Einträge zum Zeigen und Beschriften:
*****

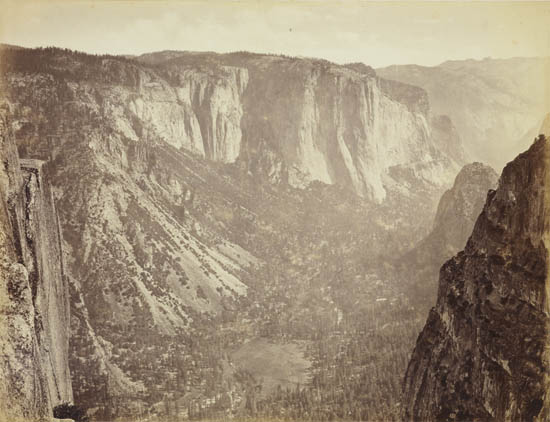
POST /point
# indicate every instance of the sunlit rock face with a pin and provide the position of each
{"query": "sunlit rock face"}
(340, 126)
(483, 354)
(457, 212)
(496, 104)
(147, 157)
(34, 306)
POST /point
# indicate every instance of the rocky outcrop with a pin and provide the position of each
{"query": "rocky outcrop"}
(335, 125)
(34, 307)
(161, 242)
(483, 354)
(457, 212)
(492, 102)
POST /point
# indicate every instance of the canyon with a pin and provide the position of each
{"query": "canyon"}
(197, 204)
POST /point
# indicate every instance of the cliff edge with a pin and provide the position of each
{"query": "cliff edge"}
(34, 306)
(484, 351)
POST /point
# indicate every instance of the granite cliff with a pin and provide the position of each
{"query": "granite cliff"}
(496, 104)
(34, 297)
(457, 212)
(483, 353)
(192, 185)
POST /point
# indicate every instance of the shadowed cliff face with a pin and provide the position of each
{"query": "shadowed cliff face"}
(170, 211)
(483, 354)
(457, 212)
(493, 103)
(34, 307)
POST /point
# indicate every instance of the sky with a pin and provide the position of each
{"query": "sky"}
(376, 33)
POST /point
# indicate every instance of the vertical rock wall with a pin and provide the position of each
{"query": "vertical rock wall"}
(34, 308)
(484, 352)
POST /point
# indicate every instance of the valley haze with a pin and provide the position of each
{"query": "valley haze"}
(203, 232)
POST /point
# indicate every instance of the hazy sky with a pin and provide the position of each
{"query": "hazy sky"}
(376, 33)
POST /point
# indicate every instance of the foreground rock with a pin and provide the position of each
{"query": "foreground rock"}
(34, 307)
(456, 215)
(483, 354)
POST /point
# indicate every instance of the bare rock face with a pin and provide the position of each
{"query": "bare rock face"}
(457, 212)
(483, 354)
(493, 102)
(34, 307)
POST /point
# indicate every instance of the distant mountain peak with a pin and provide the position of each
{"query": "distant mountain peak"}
(483, 352)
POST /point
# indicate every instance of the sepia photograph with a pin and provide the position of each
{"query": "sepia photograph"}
(274, 211)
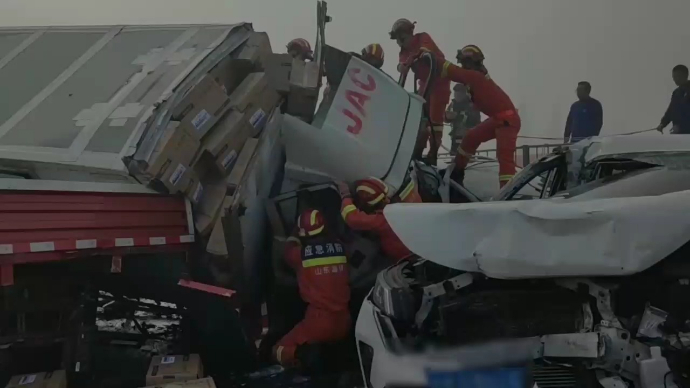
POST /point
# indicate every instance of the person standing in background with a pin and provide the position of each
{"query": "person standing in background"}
(586, 116)
(678, 111)
(461, 115)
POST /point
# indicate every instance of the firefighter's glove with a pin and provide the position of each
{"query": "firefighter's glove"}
(343, 188)
(310, 358)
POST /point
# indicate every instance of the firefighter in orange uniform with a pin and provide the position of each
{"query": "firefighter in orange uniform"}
(503, 122)
(372, 194)
(409, 193)
(321, 265)
(373, 55)
(411, 45)
(300, 49)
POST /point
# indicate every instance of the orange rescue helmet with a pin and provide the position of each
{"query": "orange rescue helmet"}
(310, 223)
(372, 191)
(401, 25)
(373, 54)
(300, 45)
(472, 53)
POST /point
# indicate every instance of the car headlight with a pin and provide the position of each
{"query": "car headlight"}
(393, 296)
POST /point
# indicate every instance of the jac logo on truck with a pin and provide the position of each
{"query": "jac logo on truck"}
(358, 99)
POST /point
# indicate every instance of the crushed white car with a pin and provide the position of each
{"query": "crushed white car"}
(597, 275)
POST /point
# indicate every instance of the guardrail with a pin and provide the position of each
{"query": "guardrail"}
(524, 154)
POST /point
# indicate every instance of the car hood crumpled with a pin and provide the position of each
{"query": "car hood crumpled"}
(546, 238)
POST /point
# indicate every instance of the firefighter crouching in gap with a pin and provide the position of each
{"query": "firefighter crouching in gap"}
(411, 45)
(300, 49)
(372, 195)
(503, 122)
(322, 271)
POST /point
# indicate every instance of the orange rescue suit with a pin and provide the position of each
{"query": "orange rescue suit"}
(409, 194)
(322, 276)
(439, 95)
(503, 123)
(356, 219)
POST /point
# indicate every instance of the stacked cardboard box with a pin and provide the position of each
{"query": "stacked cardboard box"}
(206, 145)
(178, 368)
(297, 80)
(200, 383)
(55, 379)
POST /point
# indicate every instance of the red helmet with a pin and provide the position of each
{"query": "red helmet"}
(372, 191)
(300, 45)
(310, 223)
(472, 53)
(401, 25)
(373, 54)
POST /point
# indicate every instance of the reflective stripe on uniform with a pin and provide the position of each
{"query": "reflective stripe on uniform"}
(366, 188)
(279, 354)
(347, 210)
(408, 190)
(464, 153)
(377, 199)
(444, 71)
(315, 231)
(324, 261)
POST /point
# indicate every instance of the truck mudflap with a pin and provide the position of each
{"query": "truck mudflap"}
(53, 224)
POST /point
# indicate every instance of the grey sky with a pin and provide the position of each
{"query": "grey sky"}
(536, 49)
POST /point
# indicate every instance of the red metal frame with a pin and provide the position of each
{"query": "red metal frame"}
(41, 226)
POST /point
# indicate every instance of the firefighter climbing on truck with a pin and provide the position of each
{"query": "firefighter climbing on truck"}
(372, 197)
(300, 48)
(411, 45)
(320, 262)
(373, 55)
(503, 122)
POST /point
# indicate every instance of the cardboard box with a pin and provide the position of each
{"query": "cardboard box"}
(304, 89)
(252, 103)
(55, 379)
(200, 383)
(256, 49)
(230, 126)
(176, 144)
(201, 107)
(195, 190)
(243, 160)
(168, 369)
(278, 68)
(207, 210)
(175, 176)
(250, 92)
(216, 243)
(252, 57)
(233, 146)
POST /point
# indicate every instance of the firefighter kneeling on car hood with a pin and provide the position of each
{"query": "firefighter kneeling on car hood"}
(372, 196)
(503, 122)
(320, 262)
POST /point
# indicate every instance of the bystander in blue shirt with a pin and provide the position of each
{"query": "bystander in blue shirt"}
(586, 116)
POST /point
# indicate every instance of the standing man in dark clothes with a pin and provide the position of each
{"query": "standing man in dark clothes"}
(461, 115)
(586, 116)
(678, 111)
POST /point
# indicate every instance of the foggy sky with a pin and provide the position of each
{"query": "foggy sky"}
(537, 50)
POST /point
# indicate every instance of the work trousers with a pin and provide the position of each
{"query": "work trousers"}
(438, 100)
(505, 132)
(318, 326)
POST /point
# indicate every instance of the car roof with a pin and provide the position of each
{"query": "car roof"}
(596, 147)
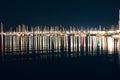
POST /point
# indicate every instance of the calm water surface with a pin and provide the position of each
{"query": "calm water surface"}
(66, 56)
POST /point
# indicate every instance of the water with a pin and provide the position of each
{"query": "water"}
(64, 57)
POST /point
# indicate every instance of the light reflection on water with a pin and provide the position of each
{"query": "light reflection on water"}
(76, 45)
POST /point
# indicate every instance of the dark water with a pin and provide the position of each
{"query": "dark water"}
(69, 57)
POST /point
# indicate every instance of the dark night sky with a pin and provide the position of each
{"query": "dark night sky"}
(56, 12)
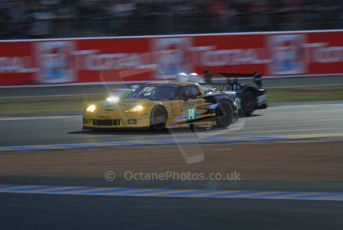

*****

* [Aufgabenstellung]
Zählen Sie die Zeilen des obigen Materials, in denen die Zeichenfolge „blue“ vorkommt. Geben Sie ausschließlich die Anzahl an.

* [Schriftliche Lösung]
2